◆ PROVIDED RECORDS:

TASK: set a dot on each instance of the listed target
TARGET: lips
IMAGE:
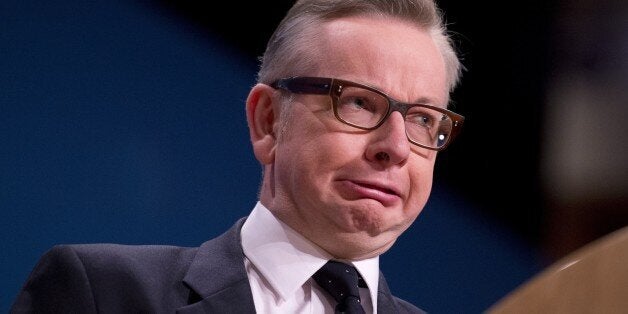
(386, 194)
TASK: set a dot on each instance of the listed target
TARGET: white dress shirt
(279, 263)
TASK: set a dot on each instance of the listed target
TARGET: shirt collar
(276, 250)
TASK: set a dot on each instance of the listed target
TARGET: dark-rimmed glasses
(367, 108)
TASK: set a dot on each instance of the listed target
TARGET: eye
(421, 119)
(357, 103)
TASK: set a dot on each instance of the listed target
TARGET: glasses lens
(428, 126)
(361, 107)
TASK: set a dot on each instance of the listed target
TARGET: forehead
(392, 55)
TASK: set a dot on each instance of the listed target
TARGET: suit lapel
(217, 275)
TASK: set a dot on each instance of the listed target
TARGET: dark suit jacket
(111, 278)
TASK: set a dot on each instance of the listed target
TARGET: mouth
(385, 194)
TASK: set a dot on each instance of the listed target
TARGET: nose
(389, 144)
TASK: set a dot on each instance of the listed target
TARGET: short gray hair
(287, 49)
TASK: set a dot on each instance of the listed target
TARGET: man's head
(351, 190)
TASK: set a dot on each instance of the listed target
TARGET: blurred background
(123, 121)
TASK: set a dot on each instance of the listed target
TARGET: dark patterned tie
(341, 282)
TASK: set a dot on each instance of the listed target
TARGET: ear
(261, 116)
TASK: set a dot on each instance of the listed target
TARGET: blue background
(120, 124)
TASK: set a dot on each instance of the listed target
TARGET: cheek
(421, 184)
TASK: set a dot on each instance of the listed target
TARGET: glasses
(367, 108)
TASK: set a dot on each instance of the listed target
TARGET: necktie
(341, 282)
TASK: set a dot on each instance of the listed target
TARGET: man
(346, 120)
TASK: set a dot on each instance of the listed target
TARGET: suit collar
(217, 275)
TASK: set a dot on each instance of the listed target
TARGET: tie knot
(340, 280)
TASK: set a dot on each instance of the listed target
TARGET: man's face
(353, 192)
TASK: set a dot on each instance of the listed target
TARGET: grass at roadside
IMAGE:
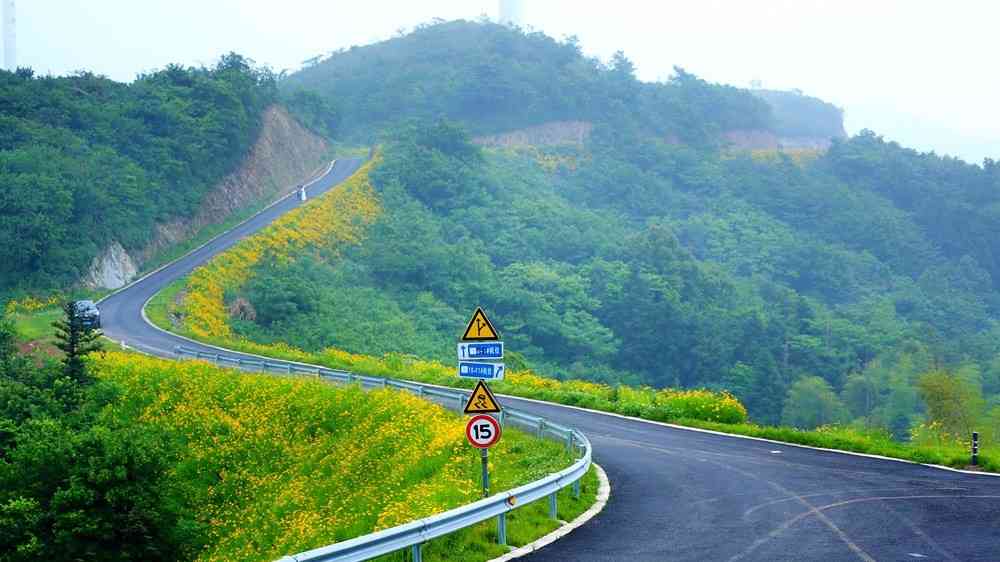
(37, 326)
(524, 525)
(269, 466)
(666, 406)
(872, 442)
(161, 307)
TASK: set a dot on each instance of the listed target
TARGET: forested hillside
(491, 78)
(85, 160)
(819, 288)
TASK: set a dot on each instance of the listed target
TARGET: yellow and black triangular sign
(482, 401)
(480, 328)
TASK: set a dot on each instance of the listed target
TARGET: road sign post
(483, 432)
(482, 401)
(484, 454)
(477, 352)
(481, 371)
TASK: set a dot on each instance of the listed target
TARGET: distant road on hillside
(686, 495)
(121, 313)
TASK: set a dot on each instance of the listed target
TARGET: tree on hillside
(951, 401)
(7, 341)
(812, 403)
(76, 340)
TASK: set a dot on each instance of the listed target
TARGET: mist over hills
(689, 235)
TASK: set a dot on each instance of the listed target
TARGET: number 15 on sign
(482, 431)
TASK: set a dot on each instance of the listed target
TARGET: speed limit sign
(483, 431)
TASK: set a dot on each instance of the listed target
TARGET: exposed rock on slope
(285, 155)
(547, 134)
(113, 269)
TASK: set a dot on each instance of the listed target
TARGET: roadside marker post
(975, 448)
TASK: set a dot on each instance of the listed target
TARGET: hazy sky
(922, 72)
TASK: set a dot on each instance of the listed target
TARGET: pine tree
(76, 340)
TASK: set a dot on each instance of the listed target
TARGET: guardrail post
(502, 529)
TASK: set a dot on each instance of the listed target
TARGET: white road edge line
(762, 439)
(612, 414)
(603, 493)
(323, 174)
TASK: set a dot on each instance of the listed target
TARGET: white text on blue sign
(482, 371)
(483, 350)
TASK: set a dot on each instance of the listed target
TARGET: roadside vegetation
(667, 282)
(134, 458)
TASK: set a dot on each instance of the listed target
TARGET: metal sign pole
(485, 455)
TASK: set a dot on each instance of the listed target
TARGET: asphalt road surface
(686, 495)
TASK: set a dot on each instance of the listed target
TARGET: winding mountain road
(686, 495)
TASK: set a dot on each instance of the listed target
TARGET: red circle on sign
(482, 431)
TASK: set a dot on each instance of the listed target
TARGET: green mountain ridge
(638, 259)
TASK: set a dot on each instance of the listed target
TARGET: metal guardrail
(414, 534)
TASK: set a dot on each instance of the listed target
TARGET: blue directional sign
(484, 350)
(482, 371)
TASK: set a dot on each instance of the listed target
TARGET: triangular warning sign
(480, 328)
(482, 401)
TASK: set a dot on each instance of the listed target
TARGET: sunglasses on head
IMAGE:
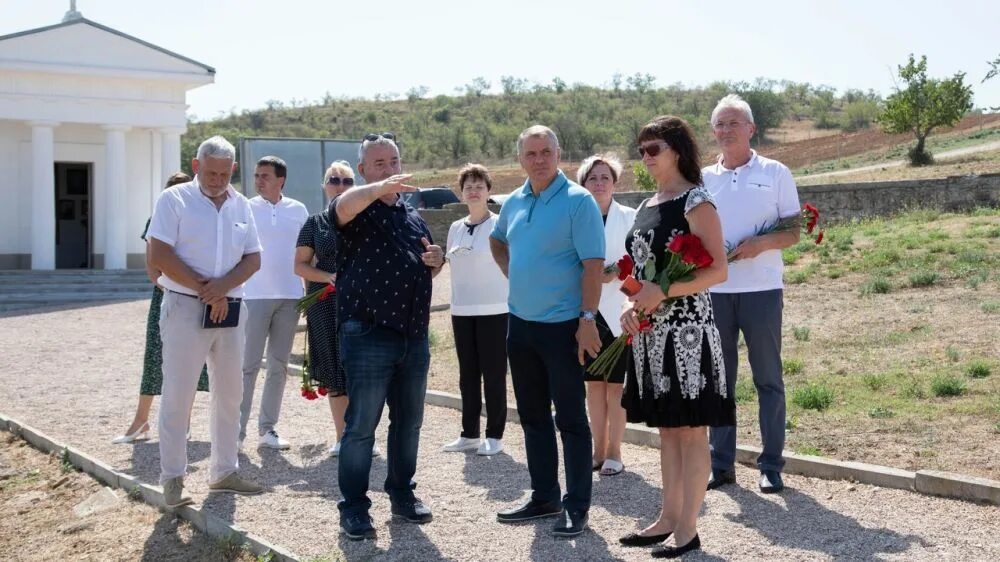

◆ EXERCISE DESCRIPTION: Restate every line of the data above word for word, with the images removed.

◆ SOLUTION FOR THIS PROBLEM:
TASK: set a dot on each instance of the listed target
TARGET: lips
IMAGE:
(386, 194)
TASK: set a dot on each instance of the listed target
TARGET: white dress shirt
(279, 263)
TASK: set a dot on each instance of the listed target
TARGET: shirt collar
(276, 250)
TASK: set a dot on each instance of the listed target
TARGET: dark-rimmed glasses
(367, 108)
TASK: set a dot on each instance of the listed target
TARGET: eye
(421, 119)
(357, 103)
TASK: set a dot on each instance of the listed target
TARGET: glasses lens
(428, 126)
(361, 107)
TASK: set a dot on each instance of the listed target
TARGET: forehead
(392, 55)
TASK: set a dot on each instance of the listed target
TARGET: suit lapel
(217, 275)
TASK: set a dot on each instance of the listed target
TARGET: dark suit jacket
(111, 278)
TASK: set a dot on each instance of the listed target
TARGET: mouth
(385, 194)
TASK: set a dot on each instance of the listed target
TARGET: nose
(389, 144)
TASK: set a dot on each instance of the listed target
TARGET: short gray hair
(287, 49)
TASK: set a dot on each instance of the listed target
TARGET: man's head
(351, 190)
TASK: set a dot on each instance of the listed target
TARGET: blurred background
(123, 121)
TASK: set a dot on each instance of the listed target
TARGET: dark patterned tie
(341, 282)
TASK: set a dot on each instance of the listed target
TARGET: ear
(261, 116)
TASK: set a dot on each instance of the listed target
TARGET: blue background
(120, 124)
TASK: set a dot on each instance of the listed target
TARGET: cheek
(421, 184)
TASK: set a dot on each instance of the listed target
TARGET: glasses
(367, 108)
TASK: set a dot on each instance of the listed target
TARGET: necktie
(341, 282)
TASK: set a dot on each instance of the listed target
TARGET: man
(346, 120)
TASK: set a dot on each instance of the listed target
TARGET: suit collar
(217, 275)
TASK: set a dot on each instance of the listed target
TARGET: tie knot
(340, 280)
TASK: set a dot on each instance of the listed target
TARGET: man's face
(353, 192)
TASK: set a dot on each instance of the listed target
TARGET: grass at roadside
IMAGE:
(37, 326)
(524, 525)
(269, 466)
(666, 406)
(872, 442)
(161, 307)
TASK: set a dot on each instance of the listed target
TARGET: forested hillside
(491, 78)
(85, 160)
(819, 288)
TASK: set a dot on each instance of the listed target
TARGET: yellow and black triangular sign
(482, 401)
(480, 328)
TASK: set a dot on each instance of the listed target
TARGET: road sign post
(483, 432)
(482, 401)
(484, 454)
(477, 352)
(481, 371)
TASK: set a dot on each instance of the listed target
TARGET: distant road on hillside
(686, 495)
(121, 313)
TASK: set a dot on each instance of the listed target
TARGET: tree on hillside
(951, 401)
(7, 341)
(812, 403)
(76, 340)
TASK: set a dot on each instance of the listed target
TARGET: mist over hills
(689, 235)
TASK: set a dot on each instance of the listed target
TARGET: number 15 on sign
(482, 431)
TASK: set a dot on each instance of the listed target
TARGET: speed limit sign
(483, 431)
TASK: set a dot on each instance of the listed target
TARGET: exposed rock on slope
(285, 155)
(547, 134)
(113, 269)
TASK: set a dot on each instance of the listed target
TARGET: roadside marker post
(975, 448)
TASK: set a dot on each instance of the listed target
TARGET: hazy sky
(922, 72)
TASK: set a dot on each instance of the listed target
TARGET: pine tree
(76, 340)
TASK: set a dot on each instance of the listed target
TARGET: guardrail post
(502, 529)
TASK: set a dot on each instance of the listed target
TARGET: white road edge line
(762, 439)
(612, 414)
(603, 493)
(323, 174)
TASK: set a dot on each instance of the listed target
TARGET: white text on blue sign
(482, 371)
(483, 350)
TASK: set a dot on each instance of the listed target
TARGET: roadside vegetation
(667, 282)
(134, 458)
TASK: set a dot on each instance of the listed target
TARGET: metal sign pole
(485, 455)
TASK: set a dot on each instance of the listed target
TARGET: asphalt road surface
(686, 495)
TASK: set a dot on each instance of the listed target
TARGET: winding mountain road
(686, 495)
TASK: set a dot on each instance of the listed target
TARGET: red circle on sign
(482, 431)
TASK: set a dot on each instance of the listed target
TARGET: green mountain ridge
(638, 259)
TASK: set a dot on each instance of the listed target
TARGET: metal guardrail
(414, 534)
TASK: set a dot on each instance of the listed target
TARGET: blue directional sign
(484, 350)
(482, 371)
TASK: set a dot on each instance of the listed target
TARGET: triangular warning sign
(480, 328)
(482, 401)
TASK: set a dot on each instance of the listed target
TARGET: sunglasses on head
IMAGE:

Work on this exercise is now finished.